## Source text
----------
Use QGIS Raster menu tools as needed:
- Align Raster
- Warp (Reproject)
- Raster Calculator
Step 2 - Build Key Spectral Indices
Process both dates with the same settings.
Processing Toolbox -> Whitebox Workflows -> Remote Sensing:
- NDVI
- Normalized Difference Index (for NDWI, NBR, NDSI, NDBI patterns)
Recommended outputs:
- ndvi_t1.tif, ndvi_t2.tif
- ndwi_t1.tif, ndwi_t2.tif
- nbr_t1.tif, nbr_t2.tif
Example NDVI run:
| Parameter | Value |
|---|---|
| Input image | image_t1.tif |
| NIR band | sensor-specific (for example 4, 5, or 8 depending on product) |
| Red band | sensor-specific |
| Output | ndvi_t1.tif |
Repeat for time 2.
Step 3 - Create Change Surfaces
Use QGIS Raster Calculator for differencing:
- NDVI change: ndvi_t2 - ndvi_t1
- NBR change: nbr_t2 - nbr_t1
Then classify into practical bins (loss, stable, gain) using:
- Whitebox Workflows -> Raster Analysis -> Reclass
- or Raster Calculator threshold expressions
Suggested interpretation for NDVI change:
| Class | Threshold |
|---|---|
| Strong loss | < -0.20 |
| Moderate loss | -0.20 to -0.10 |
| Stable | -0.10 to 0.10 |
| Moderate gain | 0.10 to 0.20 |
| Strong gain | > 0.20 |
Step 4 - Dimensionality Reduction (PCA)
Processing Toolbox -> Whitebox Workflows -> Remote Sensing -> Principal Component Analysis
Use PCA when:
- Bands are highly correlated.
- You need compact inputs for segmentation or clustering.
- You are preparing a classification feature stack.
Inspect output variance/eigenvalue diagnostics and retain only the components needed for most variance.
Step 5 - Segmentation and Classification Prep
Processing Toolbox -> Whitebox Workflows -> Remote Sensing -> Image Segmentation
Typical tuning:
- Lower threshold -> more, smaller segments
- Higher threshold -> fewer, larger segments
- Minimum segment size removes speckle
After segmentation:
- Optionally polygonize segment rasters in QGIS.
- Join zonal metrics from index layers.
- Use resulting segment features for training/validation workflows.
----------
## Data section
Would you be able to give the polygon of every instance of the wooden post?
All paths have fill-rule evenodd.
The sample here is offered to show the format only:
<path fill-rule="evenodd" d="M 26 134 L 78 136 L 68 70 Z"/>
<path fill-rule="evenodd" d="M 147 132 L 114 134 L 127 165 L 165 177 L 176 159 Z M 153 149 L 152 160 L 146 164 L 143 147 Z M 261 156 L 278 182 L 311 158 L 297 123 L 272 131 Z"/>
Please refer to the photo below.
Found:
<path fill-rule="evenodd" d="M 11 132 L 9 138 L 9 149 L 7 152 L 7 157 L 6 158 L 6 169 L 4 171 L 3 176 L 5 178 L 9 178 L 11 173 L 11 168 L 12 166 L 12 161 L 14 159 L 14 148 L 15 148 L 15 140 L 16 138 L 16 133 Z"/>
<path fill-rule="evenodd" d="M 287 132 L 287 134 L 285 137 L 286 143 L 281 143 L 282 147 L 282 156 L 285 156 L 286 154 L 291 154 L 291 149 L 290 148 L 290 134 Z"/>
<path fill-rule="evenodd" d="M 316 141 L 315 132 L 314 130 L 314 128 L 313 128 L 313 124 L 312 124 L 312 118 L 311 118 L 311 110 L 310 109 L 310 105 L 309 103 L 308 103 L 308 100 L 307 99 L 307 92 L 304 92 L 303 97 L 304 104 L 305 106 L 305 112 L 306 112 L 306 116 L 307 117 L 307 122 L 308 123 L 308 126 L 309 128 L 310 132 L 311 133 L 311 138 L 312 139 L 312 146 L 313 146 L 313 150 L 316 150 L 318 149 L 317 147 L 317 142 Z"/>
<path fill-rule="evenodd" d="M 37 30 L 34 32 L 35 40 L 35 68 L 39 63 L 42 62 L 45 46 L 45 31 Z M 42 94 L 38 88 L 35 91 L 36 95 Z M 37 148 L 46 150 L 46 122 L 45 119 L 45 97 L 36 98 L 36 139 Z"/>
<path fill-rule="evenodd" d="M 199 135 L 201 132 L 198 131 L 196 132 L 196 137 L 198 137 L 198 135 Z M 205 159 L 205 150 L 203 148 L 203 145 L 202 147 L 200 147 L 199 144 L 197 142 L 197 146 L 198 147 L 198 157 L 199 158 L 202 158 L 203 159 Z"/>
----------
## Tasks to perform
1. Could you write out everything in the QGIS remote sensing workflow from "- Raster Calculator" down to "NDSI, NDBI patterns)"?
2. Can you extend the QGIS remote sensing workflow, starting right after its last line?

## Answers for the tasks
1.
- Raster Calculator
Step 2 - Build Key Spectral Indices
Process both dates with the same settings.
Processing Toolbox -> Whitebox Workflows -> Remote Sensing:
- NDVI
- Normalized Difference Index (for NDWI, NBR, NDSI, NDBI patterns)

2.
QGIS Python Console Equivalent
Use this pattern for reproducible batch processing in QGIS:
import processing
img_t1 = '/data/image_t1.tif'
img_t2 = '/data/image_t2.tif'
for label, img in [('t1', img_t1), ('t2', img_t2)]:
processing.run('whitebox_workflows:ndvi', {
'input': img,
'nir_band': 4,
'red_band': 3,
'output': f'/data/ndvi_{label}.tif',
})
processing.run('qgis:rastercalculator', {
'EXPRESSION': '"ndvi_t2@1" - "ndvi_t1@1"',
'LAYERS': ['/data/ndvi_t1.tif', '/data/ndvi_t2.tif'],
'OUTPUT': '/data/ndvi_change.tif',
})
processing.run('whitebox_workflows:principal_component_analysis', {
'input': '/data/image_t1.tif',
'num_comp': 4,
'output': '/data/pca_t1.tif',
})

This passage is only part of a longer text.